_Try it:_ Scan the entries for "volcanic". Every line that holds it is to be copied.

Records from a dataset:
·····

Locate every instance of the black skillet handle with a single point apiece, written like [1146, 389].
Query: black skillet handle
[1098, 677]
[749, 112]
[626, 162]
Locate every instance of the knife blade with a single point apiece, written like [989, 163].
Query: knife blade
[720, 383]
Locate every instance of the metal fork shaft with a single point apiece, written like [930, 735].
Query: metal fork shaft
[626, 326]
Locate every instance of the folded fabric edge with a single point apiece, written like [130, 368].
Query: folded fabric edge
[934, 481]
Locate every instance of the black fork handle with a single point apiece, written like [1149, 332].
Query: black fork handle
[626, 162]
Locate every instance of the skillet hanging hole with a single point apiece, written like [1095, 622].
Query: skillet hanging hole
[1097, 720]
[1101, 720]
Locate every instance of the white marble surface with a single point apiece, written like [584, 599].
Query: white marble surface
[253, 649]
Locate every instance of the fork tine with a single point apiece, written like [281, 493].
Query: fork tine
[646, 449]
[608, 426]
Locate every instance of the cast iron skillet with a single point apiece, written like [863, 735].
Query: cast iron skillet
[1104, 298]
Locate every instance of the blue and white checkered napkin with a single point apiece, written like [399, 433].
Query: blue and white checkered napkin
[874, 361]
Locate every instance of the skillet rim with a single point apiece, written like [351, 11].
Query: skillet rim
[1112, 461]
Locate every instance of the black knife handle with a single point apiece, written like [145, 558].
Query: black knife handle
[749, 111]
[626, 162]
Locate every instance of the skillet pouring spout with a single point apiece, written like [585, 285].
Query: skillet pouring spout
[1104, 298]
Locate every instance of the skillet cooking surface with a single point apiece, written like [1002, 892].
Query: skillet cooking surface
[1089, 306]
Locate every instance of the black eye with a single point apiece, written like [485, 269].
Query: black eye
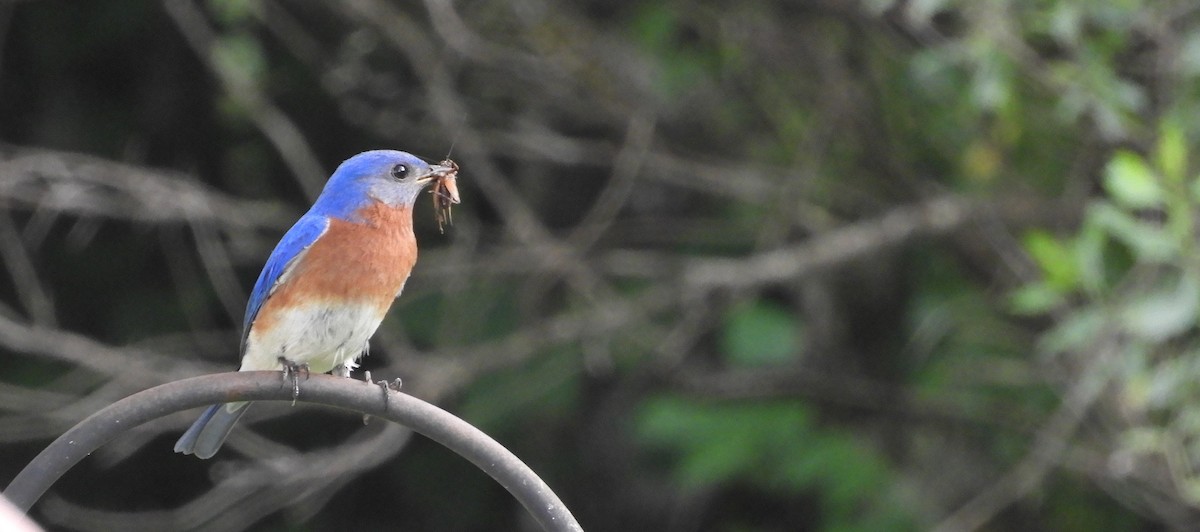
[400, 172]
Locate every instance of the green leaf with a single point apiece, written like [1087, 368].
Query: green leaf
[1146, 240]
[1036, 298]
[1165, 312]
[1055, 258]
[1131, 181]
[760, 333]
[1173, 151]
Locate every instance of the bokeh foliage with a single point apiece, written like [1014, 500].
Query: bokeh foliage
[838, 266]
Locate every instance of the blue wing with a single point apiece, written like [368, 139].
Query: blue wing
[293, 245]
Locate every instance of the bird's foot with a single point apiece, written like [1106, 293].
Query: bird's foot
[394, 386]
[292, 372]
[342, 370]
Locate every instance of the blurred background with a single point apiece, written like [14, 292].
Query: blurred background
[755, 266]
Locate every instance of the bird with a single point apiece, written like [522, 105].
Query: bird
[330, 280]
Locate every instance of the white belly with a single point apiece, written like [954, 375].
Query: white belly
[323, 336]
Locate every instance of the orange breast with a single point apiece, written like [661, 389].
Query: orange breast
[364, 263]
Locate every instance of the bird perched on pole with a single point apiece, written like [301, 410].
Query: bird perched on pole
[330, 280]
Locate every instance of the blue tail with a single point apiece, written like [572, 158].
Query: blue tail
[207, 435]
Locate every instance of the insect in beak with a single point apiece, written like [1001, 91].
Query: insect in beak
[445, 190]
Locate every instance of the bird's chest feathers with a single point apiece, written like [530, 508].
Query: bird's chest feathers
[366, 261]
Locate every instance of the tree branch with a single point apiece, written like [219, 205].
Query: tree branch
[267, 386]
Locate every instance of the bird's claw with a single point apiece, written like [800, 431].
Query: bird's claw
[292, 372]
[394, 386]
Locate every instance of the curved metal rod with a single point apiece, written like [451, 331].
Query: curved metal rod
[435, 423]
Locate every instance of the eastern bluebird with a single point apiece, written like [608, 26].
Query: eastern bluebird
[330, 280]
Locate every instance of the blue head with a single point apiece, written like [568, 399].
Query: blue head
[394, 178]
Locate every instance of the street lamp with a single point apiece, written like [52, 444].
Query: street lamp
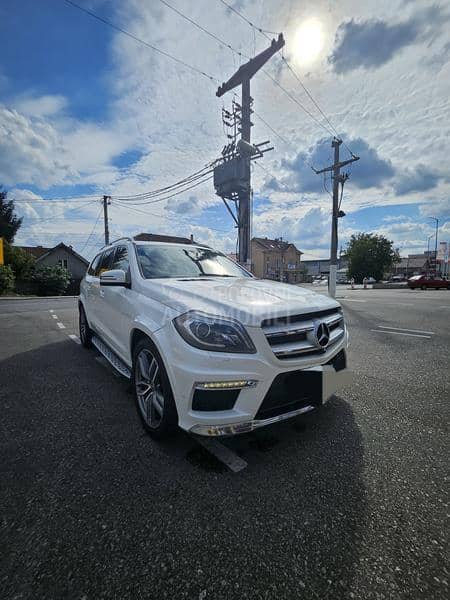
[435, 246]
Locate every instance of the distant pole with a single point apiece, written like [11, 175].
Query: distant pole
[337, 179]
[435, 244]
[106, 200]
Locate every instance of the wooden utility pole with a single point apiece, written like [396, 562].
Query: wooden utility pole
[336, 213]
[106, 201]
[242, 77]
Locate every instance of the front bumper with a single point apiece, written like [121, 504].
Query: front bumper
[331, 380]
[188, 367]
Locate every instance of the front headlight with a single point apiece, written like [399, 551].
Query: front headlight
[213, 333]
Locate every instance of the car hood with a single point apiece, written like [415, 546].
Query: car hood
[247, 300]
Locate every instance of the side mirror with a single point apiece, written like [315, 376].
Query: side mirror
[115, 277]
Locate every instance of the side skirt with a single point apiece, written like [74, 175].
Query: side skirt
[111, 357]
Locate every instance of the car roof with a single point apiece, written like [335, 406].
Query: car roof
[150, 243]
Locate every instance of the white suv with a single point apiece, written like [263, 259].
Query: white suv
[209, 347]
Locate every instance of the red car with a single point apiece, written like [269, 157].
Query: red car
[425, 281]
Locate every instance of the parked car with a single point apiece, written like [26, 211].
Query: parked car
[425, 282]
[207, 346]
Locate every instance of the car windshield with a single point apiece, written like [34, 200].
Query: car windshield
[182, 261]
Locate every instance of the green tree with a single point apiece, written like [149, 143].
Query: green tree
[370, 255]
[20, 261]
[9, 222]
[51, 280]
[6, 279]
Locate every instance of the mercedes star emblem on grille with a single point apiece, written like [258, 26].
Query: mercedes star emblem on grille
[322, 335]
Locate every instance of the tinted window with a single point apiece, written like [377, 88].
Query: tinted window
[185, 261]
[121, 259]
[93, 265]
[105, 262]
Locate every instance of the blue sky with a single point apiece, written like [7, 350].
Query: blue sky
[87, 110]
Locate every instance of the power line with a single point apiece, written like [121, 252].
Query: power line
[93, 229]
[140, 41]
[178, 220]
[294, 73]
[263, 32]
[241, 54]
[158, 192]
[185, 189]
[70, 210]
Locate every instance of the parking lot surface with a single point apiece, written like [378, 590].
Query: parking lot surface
[347, 502]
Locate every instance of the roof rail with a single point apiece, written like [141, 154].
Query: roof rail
[118, 240]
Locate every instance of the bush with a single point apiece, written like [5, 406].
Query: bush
[51, 281]
[6, 279]
[20, 261]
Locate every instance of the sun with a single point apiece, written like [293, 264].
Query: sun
[308, 41]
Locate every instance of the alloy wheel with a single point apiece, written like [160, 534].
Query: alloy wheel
[149, 389]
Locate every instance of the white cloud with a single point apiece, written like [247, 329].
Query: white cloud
[172, 116]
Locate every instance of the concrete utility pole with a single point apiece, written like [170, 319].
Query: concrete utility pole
[435, 244]
[106, 201]
[336, 213]
[243, 190]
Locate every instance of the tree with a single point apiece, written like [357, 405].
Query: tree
[370, 255]
[6, 279]
[20, 261]
[9, 222]
[51, 280]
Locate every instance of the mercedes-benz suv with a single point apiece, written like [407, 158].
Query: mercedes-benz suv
[209, 347]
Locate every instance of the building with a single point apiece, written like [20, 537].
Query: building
[415, 264]
[321, 266]
[276, 259]
[62, 255]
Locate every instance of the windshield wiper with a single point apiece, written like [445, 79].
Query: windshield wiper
[216, 275]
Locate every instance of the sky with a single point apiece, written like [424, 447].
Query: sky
[86, 111]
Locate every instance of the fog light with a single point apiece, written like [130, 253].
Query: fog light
[226, 385]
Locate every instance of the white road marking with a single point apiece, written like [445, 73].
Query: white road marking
[428, 337]
[410, 330]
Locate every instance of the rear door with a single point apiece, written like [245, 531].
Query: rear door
[97, 292]
[88, 292]
[117, 306]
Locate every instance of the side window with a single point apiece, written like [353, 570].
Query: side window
[121, 259]
[105, 262]
[93, 265]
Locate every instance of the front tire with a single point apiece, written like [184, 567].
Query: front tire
[154, 398]
[85, 330]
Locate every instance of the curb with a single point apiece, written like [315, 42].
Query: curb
[34, 297]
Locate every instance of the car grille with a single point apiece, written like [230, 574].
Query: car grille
[296, 335]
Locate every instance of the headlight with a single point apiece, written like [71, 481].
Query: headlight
[213, 333]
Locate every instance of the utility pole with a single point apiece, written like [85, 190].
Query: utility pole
[336, 212]
[241, 187]
[106, 201]
[435, 244]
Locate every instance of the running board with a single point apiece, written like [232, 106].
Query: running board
[111, 357]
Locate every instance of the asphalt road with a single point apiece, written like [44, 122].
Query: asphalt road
[348, 502]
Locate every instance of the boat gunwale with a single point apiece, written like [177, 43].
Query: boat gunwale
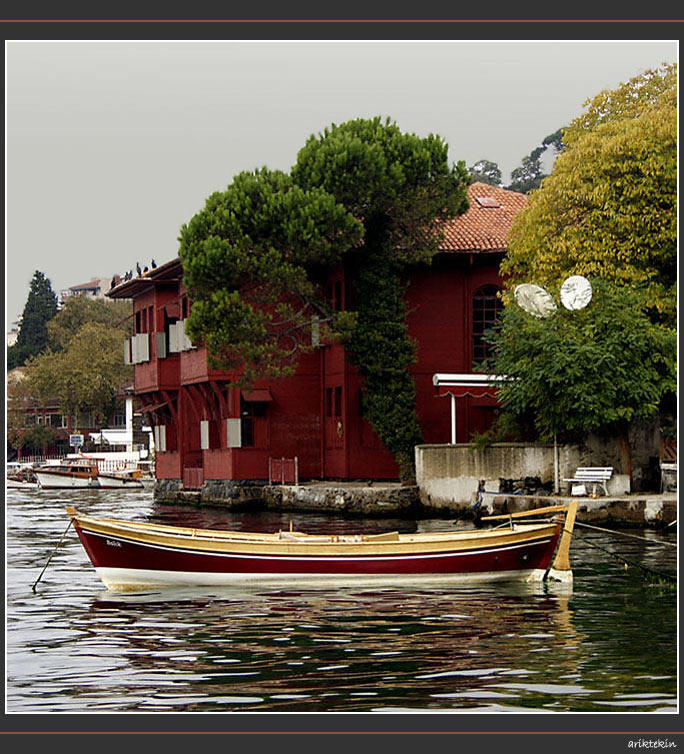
[212, 540]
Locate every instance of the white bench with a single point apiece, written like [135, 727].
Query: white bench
[594, 475]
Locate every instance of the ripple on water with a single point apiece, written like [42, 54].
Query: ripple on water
[74, 647]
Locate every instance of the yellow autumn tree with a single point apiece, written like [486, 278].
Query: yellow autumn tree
[608, 210]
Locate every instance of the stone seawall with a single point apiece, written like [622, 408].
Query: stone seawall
[656, 510]
[342, 497]
[361, 500]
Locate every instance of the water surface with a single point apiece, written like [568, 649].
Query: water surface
[606, 645]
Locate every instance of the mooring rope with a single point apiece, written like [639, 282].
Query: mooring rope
[659, 574]
[624, 534]
[33, 588]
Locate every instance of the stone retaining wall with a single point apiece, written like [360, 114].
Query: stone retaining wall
[367, 501]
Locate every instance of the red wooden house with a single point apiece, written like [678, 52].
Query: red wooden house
[206, 430]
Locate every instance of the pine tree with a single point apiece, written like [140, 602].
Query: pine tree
[40, 308]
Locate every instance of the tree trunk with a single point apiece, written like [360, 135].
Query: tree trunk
[625, 450]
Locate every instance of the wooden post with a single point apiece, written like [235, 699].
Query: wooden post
[453, 418]
[560, 569]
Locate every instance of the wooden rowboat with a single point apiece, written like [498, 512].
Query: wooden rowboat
[129, 555]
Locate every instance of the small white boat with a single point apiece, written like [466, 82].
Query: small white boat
[128, 479]
[20, 476]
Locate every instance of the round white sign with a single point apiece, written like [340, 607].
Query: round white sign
[576, 292]
[534, 300]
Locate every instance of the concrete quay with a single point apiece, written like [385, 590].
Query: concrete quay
[389, 499]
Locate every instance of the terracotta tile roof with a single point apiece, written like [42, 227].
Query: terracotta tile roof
[484, 228]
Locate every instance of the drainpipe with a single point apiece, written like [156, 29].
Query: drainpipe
[556, 465]
[453, 418]
[129, 424]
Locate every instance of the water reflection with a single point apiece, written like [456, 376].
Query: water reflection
[74, 646]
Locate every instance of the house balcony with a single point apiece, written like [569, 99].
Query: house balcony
[156, 368]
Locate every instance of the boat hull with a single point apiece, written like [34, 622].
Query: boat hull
[114, 482]
[127, 560]
[50, 480]
[15, 485]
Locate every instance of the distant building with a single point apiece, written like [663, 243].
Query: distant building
[206, 430]
[13, 333]
[95, 288]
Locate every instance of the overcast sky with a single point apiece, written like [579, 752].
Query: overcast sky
[112, 146]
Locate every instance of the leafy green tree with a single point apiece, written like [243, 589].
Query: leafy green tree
[402, 188]
[597, 369]
[82, 310]
[86, 376]
[362, 194]
[40, 308]
[609, 207]
[529, 175]
[485, 171]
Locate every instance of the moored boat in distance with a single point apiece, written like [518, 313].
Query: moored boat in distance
[20, 476]
[130, 555]
[68, 474]
[128, 479]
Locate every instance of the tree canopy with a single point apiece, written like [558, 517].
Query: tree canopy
[363, 194]
[591, 370]
[250, 262]
[40, 308]
[609, 207]
[82, 310]
[486, 171]
[87, 375]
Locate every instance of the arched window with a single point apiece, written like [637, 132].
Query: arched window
[486, 308]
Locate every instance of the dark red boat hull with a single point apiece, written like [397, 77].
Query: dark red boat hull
[107, 551]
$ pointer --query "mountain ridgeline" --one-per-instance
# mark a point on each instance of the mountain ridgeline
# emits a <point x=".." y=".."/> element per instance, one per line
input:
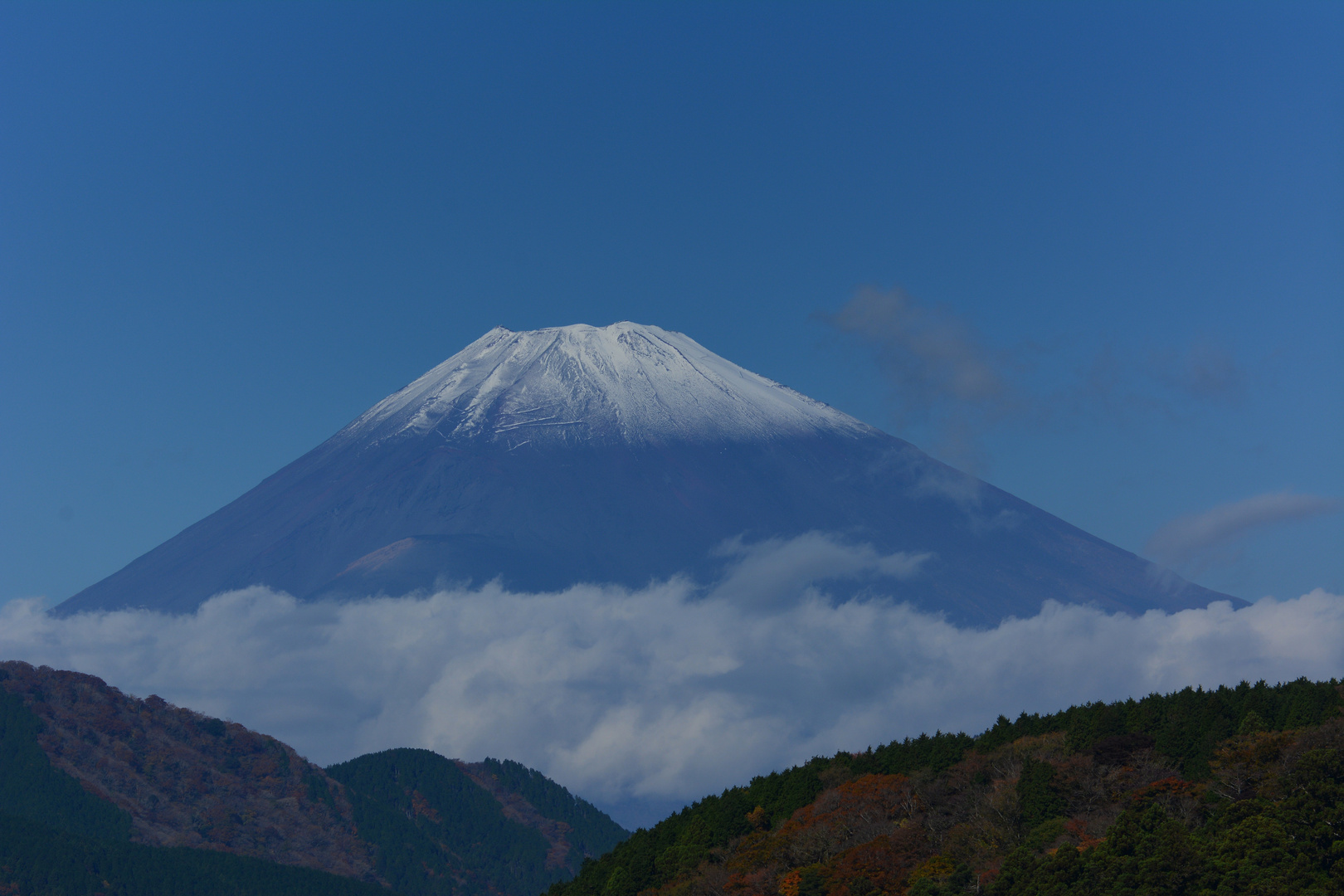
<point x="1237" y="790"/>
<point x="624" y="455"/>
<point x="1234" y="790"/>
<point x="162" y="800"/>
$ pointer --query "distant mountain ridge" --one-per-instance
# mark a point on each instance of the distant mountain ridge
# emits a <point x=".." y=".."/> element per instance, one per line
<point x="86" y="759"/>
<point x="621" y="455"/>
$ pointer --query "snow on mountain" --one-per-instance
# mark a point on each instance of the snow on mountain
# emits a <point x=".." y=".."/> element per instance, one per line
<point x="626" y="455"/>
<point x="626" y="382"/>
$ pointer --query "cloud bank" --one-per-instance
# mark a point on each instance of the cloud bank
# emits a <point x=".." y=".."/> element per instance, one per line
<point x="643" y="700"/>
<point x="1195" y="542"/>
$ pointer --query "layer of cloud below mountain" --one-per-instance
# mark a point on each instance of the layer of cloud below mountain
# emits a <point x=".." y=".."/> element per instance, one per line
<point x="641" y="700"/>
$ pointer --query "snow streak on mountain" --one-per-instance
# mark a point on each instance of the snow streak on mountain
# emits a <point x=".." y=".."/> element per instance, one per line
<point x="624" y="455"/>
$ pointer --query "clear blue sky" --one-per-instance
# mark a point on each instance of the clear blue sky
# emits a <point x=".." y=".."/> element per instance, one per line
<point x="227" y="229"/>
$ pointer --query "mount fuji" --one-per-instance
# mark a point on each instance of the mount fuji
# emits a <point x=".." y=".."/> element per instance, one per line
<point x="626" y="455"/>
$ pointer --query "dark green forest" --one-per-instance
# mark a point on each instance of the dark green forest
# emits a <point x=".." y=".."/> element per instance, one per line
<point x="437" y="832"/>
<point x="592" y="832"/>
<point x="1187" y="733"/>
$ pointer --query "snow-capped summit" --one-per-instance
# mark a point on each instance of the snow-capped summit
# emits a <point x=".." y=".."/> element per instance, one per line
<point x="624" y="455"/>
<point x="572" y="384"/>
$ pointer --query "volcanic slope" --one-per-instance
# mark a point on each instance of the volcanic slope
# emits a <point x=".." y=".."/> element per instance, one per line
<point x="622" y="455"/>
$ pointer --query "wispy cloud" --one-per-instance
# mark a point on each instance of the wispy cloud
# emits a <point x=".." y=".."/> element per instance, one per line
<point x="1199" y="540"/>
<point x="947" y="381"/>
<point x="650" y="698"/>
<point x="938" y="370"/>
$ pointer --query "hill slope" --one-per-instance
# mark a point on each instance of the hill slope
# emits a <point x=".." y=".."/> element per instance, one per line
<point x="116" y="776"/>
<point x="1170" y="794"/>
<point x="620" y="455"/>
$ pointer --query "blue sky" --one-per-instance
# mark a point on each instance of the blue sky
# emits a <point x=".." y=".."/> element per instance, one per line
<point x="229" y="229"/>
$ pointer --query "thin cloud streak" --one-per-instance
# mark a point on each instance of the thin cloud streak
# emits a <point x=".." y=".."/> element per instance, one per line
<point x="1200" y="540"/>
<point x="945" y="377"/>
<point x="645" y="699"/>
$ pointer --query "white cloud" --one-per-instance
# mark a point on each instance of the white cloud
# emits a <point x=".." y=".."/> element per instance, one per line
<point x="1195" y="542"/>
<point x="636" y="699"/>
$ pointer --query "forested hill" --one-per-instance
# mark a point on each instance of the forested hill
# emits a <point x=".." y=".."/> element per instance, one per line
<point x="1172" y="793"/>
<point x="438" y="832"/>
<point x="168" y="801"/>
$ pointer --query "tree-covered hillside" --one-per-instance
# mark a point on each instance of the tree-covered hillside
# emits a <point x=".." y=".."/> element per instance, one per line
<point x="60" y="840"/>
<point x="577" y="829"/>
<point x="1015" y="806"/>
<point x="437" y="832"/>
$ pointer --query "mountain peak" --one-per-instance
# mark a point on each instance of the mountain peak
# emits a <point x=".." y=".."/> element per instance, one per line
<point x="626" y="382"/>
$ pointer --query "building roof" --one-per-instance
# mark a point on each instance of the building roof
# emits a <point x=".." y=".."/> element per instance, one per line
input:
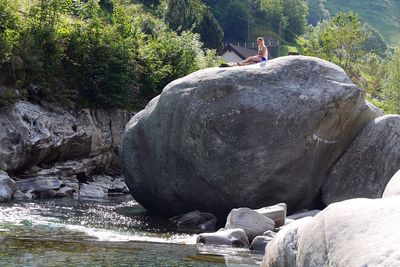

·····

_Response to this exercise:_
$ pointer --query "volcanic slope" --one-per-instance
# mark a point on each instance of the volcanic slope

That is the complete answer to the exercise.